■ **Reading passage**
——————
We recently obtained a $250,000,000 unsecured, five-year, revolving, bank line of credit, and we used borrowings under this line of credit to fund a portion of the LANDesk acquisition and the purchase of our shares under our recently-expanded stock repurchase program.  Interest expense on borrowings and additional future borrowings under the line of credit could adversely affect our future net income, margins, expenses, and financial conditions by:

·                                          Requiring us to dedicate a substantial portion of our cash flow from operations to payments on our indebtedness, which would reduce the availability of our cash flow to fund internal growth through working capital and capital expenditures and for other general corporate purposes;

·                                          Increasing our vulnerability to economic downturns in our industry;

·                                          Increasing our vulnerability to interest rate increases to the extent any of our variable rate debt is not hedged;

·                                          Placing us at a competitive disadvantage compared to our competitors that have less debt in relation to cash flow;

·                                          Limiting our flexibility in planning for or reacting to changes in our business and our industry;

·                                          Limiting, among other things, our ability to borrow additional funds, refinance the line of credit, or obtain other financing capacity; and

·                                          Subjecting us to a risk of noncompliance with financial and other restrictive covenants in our indebtedness.

The line of credit contains affirmative and negative covenants, including limitations on our ability to (i) make distributions, investments, and other payments unless we satisfy certain financial tests or other criteria, (ii) incur additional indebtedness, and (iii) make acquisitions and capital expenditures.  All of these restrictions could affect our ability to operate our business and may limit our ability to take advantage of potential business opportunities as they arise.  The failure to comply with these covenants could result in an event of default which, if not cured or waived, could have a material adverse effect on us.

Our ability to comply with these provisions of our line of credit may be affected by changes in the economic or business conditions or other events beyond our control.  If we do not comply with these covenants and restrictions, we could be in default under our line of credit, and our debt, together with accrued interest, could then be declared immediately due and payable.  There can be no assurance that we will be able to obtain sufficient funds to enable us to repay or refinance our debt obligations on commercially reasonable terms or at all.

Our reorganization into separate business divisions or units could disrupt our business or affect our profitability.

Our reorganization into new business divisions became effective in the first quarter of 2006, and LANDesk became a new division when the acquisition was completed.  The creation of these business units was designed to streamline our operations and put vital decisions closer to our customers, but the allocation of our previously existing business among the divisions could confuse and distract our customers, suppliers, and employees.  In addition, the reorganization could adversely affect or delay our development and introduction of new products and technologies, result in the loss of management, technical, or other key personnel, disrupt our supplier or customer relationships, jeopardize our supplier or sales channels and our branding and marketing efforts, and increase our

35




administrative expense, all of which could affect our profitability.
——————
■ **Dataset content**
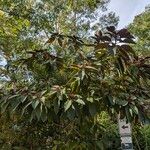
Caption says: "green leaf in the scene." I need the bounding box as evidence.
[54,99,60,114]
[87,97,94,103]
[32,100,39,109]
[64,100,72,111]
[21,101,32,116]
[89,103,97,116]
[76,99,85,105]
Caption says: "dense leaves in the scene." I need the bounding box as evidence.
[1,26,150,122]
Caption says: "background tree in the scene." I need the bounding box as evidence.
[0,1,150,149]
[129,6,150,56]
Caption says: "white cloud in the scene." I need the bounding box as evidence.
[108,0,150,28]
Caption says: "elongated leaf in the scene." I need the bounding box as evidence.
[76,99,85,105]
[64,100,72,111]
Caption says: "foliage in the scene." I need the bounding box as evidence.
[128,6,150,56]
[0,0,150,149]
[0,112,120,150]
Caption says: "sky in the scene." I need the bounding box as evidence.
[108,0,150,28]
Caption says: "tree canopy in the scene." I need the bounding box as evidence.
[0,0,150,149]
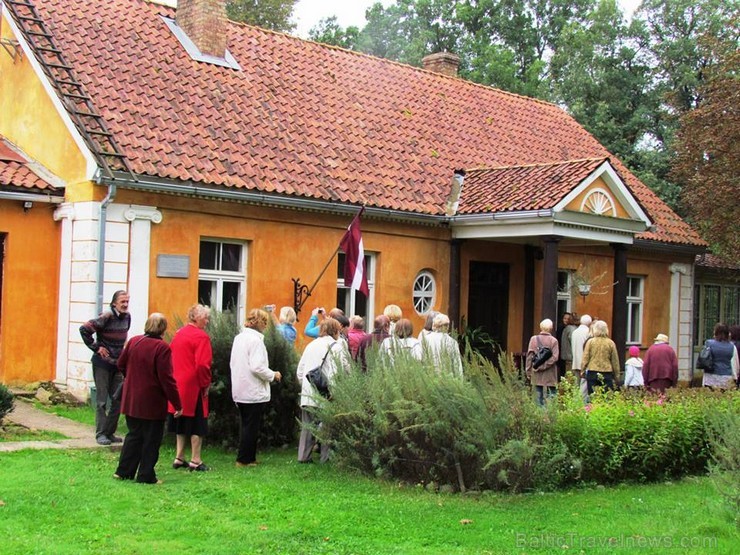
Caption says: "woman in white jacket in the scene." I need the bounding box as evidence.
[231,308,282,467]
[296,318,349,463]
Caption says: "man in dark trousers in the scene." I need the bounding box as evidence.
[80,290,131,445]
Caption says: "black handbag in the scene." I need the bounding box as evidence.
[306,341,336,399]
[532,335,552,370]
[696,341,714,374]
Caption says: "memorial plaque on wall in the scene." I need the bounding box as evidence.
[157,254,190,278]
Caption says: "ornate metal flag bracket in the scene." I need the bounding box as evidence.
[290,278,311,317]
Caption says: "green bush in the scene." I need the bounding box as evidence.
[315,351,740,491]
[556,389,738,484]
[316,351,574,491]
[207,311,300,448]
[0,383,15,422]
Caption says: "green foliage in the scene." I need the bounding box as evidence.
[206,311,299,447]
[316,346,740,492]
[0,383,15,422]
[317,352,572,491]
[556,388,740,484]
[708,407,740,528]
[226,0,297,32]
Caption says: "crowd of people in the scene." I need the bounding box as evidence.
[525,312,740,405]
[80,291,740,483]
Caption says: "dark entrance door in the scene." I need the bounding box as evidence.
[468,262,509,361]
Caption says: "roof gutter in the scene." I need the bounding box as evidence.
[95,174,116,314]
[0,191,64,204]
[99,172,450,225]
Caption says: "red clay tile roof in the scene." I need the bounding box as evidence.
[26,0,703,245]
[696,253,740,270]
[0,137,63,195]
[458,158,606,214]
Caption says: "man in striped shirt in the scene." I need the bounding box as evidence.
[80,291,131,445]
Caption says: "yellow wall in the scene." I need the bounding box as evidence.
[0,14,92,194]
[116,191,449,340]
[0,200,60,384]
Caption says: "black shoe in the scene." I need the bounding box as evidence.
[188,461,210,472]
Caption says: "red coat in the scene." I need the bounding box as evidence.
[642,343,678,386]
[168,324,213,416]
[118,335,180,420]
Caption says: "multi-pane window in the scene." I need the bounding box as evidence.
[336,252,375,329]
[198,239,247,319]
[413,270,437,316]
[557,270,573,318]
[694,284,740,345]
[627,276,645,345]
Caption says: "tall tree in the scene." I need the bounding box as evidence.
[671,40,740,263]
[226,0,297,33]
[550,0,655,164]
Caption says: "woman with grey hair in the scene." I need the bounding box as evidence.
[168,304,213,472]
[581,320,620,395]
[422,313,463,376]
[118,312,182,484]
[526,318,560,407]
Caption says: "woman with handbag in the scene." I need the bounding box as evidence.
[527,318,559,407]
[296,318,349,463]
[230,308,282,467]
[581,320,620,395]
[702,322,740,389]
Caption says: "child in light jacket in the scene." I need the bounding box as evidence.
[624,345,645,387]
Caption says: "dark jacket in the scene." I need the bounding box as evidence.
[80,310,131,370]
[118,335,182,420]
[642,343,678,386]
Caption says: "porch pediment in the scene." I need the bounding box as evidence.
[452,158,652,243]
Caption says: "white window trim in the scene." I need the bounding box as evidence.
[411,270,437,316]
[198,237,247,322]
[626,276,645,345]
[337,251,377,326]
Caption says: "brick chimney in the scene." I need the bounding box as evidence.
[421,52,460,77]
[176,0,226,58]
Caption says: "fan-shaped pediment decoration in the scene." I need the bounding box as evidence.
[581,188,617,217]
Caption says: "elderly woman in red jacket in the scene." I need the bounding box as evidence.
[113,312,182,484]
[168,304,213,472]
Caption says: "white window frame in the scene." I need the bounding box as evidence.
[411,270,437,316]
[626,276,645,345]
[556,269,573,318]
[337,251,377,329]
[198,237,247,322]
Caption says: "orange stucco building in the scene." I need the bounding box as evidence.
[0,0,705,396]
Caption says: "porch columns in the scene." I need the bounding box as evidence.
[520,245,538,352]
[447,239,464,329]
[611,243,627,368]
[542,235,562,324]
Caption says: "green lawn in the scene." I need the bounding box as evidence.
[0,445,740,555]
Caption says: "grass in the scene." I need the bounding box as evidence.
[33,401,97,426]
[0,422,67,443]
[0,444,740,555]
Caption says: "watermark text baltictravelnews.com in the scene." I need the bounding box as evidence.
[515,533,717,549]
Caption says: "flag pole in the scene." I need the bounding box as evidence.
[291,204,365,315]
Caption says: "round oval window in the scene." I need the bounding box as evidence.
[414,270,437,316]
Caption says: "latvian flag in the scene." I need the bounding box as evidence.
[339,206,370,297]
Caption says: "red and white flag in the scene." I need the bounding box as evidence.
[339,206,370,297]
——————
■ **Task goal**
Write the next few sentences of the passage on the company's debt and reorganization risks, starting after its final sentence.

■ **Written answer**
Unanticipated changes in our tax rates or exposure to additional income tax liabilities could affect our profitability.

We are subject to income taxes in both the United States and various foreign jurisdictions, and our domestic and international tax liabilities are subject to the allocation of expenses in different jurisdictions.  Our effective tax rates could be adversely affected by changes in the mix of earnings in countries with differing statutory tax rates, in the valuation of deferred tax assets and liabilities, in tax laws, or by material audit assessments, which could affect our profitability.  In addition, the amount of income taxes we pay is subject to audit in various jurisdictions, and a material assessment by a governing tax authority could affect our profitability.

Fluctuations in the value of foreign currencies could result in currency exchange losses.

Currently, a majority of our international business is conducted in U.S. dollars.  However, as we expand our international operations, it is likely that international business will increasingly be conducted in foreign currencies.  In particular, the introduction of the euro has led many of our European customers to request or insist that our sales to them be denominated in euros instead of U.S. dollars.  Fluctuations in the value of foreign currencies relative to the U.S. dollar have caused, and are expected to increasingly cause, currency translation gains and losses.  While we attempt to hedge our foreign currency exposure, we cannot predict the effect of exchange rate fluctuations upon future quarterly and annual operating results, and we may experience currency losses in the future.

Unforeseen environmental costs could negatively affect our future earnings.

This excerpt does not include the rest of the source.